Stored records

━━━━━━━━━━━━━━━━━━━━━━━━━━━━━━

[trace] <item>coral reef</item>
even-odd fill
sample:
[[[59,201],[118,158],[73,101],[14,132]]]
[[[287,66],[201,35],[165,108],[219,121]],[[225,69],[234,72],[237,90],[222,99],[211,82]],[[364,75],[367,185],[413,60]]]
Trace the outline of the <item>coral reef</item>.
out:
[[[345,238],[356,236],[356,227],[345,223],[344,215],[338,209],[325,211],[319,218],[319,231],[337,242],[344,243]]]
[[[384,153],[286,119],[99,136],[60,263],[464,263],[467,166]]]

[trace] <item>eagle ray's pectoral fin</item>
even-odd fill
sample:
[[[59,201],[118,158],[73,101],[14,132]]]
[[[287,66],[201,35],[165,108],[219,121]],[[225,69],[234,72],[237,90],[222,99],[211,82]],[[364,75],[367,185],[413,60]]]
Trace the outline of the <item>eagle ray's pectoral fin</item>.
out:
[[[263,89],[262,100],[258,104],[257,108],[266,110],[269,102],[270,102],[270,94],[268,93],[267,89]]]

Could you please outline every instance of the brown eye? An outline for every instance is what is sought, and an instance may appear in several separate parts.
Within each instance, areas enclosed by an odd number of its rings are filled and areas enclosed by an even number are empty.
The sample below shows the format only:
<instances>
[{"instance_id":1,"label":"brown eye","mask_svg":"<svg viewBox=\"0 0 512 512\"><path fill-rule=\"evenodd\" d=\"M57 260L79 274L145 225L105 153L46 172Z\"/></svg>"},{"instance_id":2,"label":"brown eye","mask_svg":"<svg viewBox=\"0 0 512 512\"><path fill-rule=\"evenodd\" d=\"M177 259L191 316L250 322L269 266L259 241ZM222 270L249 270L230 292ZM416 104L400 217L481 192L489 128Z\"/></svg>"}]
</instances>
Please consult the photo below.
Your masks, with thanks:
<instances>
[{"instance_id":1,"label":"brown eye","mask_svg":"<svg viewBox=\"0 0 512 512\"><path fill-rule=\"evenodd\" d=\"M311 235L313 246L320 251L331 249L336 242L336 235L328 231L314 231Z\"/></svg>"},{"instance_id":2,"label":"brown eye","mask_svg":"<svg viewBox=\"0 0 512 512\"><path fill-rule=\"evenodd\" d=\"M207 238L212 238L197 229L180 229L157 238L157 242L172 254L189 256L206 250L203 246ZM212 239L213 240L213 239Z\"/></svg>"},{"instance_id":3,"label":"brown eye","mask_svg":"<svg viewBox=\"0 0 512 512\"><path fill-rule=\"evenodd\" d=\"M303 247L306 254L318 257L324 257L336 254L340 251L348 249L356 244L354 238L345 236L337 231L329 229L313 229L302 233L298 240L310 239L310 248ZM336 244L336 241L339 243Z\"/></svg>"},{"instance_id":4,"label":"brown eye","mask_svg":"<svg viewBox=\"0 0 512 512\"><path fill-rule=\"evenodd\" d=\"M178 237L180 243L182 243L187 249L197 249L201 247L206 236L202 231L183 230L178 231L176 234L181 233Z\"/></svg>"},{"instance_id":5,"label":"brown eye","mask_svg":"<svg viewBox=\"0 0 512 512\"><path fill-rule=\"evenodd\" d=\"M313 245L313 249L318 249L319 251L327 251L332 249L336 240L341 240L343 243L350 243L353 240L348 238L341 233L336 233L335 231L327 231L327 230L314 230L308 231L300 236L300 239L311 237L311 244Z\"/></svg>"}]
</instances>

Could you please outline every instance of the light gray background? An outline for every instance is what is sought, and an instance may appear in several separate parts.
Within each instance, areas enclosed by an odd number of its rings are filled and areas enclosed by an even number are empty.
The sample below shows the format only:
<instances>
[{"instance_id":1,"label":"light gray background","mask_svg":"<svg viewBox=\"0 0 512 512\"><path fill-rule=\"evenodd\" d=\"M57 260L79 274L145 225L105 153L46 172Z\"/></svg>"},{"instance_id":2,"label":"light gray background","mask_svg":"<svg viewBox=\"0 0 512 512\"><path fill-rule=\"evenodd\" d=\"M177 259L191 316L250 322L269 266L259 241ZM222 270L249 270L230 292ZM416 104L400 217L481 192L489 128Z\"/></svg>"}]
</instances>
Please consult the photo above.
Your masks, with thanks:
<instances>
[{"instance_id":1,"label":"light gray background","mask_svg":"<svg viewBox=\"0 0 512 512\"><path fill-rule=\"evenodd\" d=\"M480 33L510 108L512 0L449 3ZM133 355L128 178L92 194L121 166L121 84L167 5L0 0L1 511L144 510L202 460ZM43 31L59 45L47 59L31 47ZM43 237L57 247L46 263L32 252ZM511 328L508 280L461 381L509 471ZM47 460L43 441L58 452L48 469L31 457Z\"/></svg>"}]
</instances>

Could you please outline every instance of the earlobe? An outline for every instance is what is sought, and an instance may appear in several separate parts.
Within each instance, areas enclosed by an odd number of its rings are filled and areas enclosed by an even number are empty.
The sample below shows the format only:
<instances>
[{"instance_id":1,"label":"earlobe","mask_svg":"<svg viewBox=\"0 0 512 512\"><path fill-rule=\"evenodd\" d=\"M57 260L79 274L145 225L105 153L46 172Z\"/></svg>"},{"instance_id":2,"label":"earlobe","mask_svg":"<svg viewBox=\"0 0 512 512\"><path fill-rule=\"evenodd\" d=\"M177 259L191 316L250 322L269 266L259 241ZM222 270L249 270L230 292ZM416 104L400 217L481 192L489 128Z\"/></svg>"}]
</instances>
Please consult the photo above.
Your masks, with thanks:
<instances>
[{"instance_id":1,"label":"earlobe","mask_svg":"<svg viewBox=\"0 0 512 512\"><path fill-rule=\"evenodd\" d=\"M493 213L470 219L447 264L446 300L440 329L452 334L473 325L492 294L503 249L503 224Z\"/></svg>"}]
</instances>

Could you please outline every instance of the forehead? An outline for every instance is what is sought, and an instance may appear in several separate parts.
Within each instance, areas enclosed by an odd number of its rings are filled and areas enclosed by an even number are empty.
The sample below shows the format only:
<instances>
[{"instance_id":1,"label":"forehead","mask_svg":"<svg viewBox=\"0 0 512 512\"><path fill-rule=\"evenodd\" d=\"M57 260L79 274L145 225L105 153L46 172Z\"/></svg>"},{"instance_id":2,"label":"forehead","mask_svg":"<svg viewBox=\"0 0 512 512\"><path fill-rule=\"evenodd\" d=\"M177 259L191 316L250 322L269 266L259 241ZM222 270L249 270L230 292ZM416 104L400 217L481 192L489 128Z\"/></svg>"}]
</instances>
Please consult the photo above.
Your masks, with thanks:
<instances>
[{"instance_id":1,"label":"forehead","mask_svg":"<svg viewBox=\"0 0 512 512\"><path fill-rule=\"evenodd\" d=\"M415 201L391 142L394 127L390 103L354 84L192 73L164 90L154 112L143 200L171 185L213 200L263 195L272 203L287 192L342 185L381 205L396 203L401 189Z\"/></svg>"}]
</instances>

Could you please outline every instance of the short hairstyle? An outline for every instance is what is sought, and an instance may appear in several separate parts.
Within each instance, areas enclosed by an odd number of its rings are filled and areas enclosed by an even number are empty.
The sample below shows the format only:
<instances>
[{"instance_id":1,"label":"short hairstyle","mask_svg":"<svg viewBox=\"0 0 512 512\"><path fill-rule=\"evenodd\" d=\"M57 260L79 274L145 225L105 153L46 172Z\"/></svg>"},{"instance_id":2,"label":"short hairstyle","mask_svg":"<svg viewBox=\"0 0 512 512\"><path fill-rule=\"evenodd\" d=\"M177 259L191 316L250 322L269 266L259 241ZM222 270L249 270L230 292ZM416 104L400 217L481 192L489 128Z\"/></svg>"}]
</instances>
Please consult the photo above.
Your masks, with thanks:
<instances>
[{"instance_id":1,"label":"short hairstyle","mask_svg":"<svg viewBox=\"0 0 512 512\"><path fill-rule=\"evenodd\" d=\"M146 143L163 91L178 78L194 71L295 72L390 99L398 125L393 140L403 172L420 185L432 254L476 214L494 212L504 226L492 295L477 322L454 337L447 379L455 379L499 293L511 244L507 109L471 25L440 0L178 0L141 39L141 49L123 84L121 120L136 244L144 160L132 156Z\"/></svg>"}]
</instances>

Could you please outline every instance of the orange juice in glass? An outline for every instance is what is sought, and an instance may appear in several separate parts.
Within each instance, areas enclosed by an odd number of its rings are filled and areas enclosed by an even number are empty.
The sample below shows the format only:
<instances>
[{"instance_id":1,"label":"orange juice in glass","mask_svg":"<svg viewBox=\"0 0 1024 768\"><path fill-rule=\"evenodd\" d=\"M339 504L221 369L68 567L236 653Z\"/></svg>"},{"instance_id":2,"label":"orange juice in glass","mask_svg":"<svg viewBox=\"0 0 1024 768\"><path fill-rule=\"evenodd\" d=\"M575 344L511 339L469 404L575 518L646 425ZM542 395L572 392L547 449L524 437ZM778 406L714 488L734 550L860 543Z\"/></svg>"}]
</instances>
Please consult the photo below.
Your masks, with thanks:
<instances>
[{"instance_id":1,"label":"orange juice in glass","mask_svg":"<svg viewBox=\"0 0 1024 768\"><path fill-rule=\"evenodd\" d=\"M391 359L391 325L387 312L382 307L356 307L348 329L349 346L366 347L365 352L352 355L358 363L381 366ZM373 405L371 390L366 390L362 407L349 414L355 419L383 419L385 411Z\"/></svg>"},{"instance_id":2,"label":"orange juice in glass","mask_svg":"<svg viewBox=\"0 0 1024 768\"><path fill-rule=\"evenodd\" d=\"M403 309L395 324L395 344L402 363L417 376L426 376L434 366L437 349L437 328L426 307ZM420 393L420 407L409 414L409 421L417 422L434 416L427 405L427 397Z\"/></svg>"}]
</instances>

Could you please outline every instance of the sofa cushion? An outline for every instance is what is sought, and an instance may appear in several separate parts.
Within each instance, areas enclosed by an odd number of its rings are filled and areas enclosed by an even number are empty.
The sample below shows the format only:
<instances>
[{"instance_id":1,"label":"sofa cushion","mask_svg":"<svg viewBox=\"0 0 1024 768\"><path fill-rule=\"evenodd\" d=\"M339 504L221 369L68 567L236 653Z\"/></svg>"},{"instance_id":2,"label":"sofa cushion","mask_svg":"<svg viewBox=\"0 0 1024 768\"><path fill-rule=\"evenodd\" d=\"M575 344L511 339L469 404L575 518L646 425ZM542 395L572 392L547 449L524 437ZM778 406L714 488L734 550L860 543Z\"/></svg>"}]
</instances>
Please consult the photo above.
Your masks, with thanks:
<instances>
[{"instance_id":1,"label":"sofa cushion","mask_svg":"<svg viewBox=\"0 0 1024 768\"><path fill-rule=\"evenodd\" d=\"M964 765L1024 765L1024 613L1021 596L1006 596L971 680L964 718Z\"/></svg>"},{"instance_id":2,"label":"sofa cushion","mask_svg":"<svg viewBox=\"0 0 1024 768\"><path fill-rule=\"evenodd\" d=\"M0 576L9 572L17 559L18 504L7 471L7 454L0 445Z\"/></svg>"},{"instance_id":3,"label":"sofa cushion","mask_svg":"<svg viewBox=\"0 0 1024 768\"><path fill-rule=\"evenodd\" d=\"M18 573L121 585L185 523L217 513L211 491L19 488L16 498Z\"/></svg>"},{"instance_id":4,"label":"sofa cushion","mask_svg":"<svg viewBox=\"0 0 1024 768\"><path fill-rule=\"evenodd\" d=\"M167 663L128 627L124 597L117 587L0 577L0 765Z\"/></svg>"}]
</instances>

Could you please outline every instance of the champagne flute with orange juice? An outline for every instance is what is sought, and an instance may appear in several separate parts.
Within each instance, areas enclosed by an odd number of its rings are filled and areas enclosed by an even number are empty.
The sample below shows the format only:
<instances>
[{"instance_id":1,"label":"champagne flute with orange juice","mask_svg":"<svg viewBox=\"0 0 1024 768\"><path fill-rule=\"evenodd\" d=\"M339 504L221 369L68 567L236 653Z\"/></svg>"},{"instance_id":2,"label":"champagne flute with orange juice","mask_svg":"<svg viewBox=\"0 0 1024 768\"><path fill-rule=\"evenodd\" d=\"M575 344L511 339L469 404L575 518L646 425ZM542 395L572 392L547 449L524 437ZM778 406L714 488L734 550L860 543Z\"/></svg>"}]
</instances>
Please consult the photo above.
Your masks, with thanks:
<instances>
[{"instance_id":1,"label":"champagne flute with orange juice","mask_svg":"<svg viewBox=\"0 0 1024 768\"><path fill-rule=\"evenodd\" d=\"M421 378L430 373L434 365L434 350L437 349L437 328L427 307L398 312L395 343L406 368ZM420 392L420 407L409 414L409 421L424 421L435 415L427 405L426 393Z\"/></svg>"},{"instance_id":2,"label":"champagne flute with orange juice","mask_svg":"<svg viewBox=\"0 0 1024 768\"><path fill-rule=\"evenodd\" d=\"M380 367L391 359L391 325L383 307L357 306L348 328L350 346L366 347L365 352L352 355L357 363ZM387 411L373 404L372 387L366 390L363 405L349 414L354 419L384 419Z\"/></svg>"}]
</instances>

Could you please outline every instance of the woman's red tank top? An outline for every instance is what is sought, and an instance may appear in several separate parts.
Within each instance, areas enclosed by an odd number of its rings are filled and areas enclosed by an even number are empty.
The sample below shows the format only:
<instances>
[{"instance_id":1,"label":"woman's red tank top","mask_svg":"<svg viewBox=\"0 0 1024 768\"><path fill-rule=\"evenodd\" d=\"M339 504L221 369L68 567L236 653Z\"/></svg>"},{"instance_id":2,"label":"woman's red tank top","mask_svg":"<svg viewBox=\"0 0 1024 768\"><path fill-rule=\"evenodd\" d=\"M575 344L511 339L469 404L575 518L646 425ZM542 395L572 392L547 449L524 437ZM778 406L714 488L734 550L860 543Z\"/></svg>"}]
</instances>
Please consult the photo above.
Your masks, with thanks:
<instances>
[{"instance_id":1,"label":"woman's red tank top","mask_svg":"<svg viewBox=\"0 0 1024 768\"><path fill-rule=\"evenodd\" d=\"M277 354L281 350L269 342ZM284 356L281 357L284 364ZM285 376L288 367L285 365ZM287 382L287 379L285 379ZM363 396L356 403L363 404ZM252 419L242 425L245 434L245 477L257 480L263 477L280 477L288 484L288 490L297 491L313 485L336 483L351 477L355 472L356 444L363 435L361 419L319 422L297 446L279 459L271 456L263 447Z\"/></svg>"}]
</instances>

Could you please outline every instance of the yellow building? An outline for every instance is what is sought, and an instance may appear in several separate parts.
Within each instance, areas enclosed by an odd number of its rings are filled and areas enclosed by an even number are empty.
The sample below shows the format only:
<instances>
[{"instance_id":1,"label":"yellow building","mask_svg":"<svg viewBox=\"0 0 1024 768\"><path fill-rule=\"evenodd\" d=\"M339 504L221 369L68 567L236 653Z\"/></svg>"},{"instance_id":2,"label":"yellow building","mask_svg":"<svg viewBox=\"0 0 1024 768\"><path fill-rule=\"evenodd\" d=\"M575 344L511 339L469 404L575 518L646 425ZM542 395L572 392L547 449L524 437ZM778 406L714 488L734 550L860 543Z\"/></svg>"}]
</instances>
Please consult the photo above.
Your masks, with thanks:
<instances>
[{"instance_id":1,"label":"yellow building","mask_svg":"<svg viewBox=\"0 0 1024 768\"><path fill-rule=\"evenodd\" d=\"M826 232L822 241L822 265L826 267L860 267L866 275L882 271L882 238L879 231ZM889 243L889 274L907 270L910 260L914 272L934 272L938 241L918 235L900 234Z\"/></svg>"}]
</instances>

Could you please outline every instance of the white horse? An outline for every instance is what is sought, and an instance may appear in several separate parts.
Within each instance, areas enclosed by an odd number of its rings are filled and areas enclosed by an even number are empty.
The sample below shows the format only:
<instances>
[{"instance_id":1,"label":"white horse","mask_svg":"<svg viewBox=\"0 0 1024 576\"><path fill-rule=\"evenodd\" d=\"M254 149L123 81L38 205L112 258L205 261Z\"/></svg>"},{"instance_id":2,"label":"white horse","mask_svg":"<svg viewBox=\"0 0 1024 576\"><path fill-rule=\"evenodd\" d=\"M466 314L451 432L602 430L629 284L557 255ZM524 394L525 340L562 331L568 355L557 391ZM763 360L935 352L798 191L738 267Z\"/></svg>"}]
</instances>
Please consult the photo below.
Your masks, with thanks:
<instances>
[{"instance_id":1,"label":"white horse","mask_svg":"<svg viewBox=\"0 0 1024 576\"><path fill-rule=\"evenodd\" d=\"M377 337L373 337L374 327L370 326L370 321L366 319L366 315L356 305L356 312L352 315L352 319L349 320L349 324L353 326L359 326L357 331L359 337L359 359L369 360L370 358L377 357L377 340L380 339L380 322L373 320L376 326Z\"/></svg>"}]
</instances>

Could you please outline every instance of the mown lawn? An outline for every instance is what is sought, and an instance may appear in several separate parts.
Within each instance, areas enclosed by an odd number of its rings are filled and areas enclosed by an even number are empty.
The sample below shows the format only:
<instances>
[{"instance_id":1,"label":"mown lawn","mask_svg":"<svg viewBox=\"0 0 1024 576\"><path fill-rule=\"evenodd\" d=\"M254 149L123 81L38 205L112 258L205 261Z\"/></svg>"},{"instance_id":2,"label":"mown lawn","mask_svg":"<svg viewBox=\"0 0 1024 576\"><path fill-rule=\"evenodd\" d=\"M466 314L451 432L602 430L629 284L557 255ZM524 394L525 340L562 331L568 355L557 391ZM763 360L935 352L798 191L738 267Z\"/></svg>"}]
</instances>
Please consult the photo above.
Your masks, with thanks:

━━━━━━━━━━━━━━━━━━━━━━━━━━━━━━

Copy here each line of the preceding records with "mown" in it.

Could you please outline every instance of the mown lawn? An outline for every instance is what is sought, and an instance may appear in several separate parts.
[{"instance_id":1,"label":"mown lawn","mask_svg":"<svg viewBox=\"0 0 1024 576\"><path fill-rule=\"evenodd\" d=\"M254 149L123 81L38 205L112 258L205 261Z\"/></svg>"},{"instance_id":2,"label":"mown lawn","mask_svg":"<svg viewBox=\"0 0 1024 576\"><path fill-rule=\"evenodd\" d=\"M466 314L451 432L602 430L629 284L557 255ZM524 394L525 340L562 331L568 355L557 391ZM763 360L935 352L798 191L738 267Z\"/></svg>"}]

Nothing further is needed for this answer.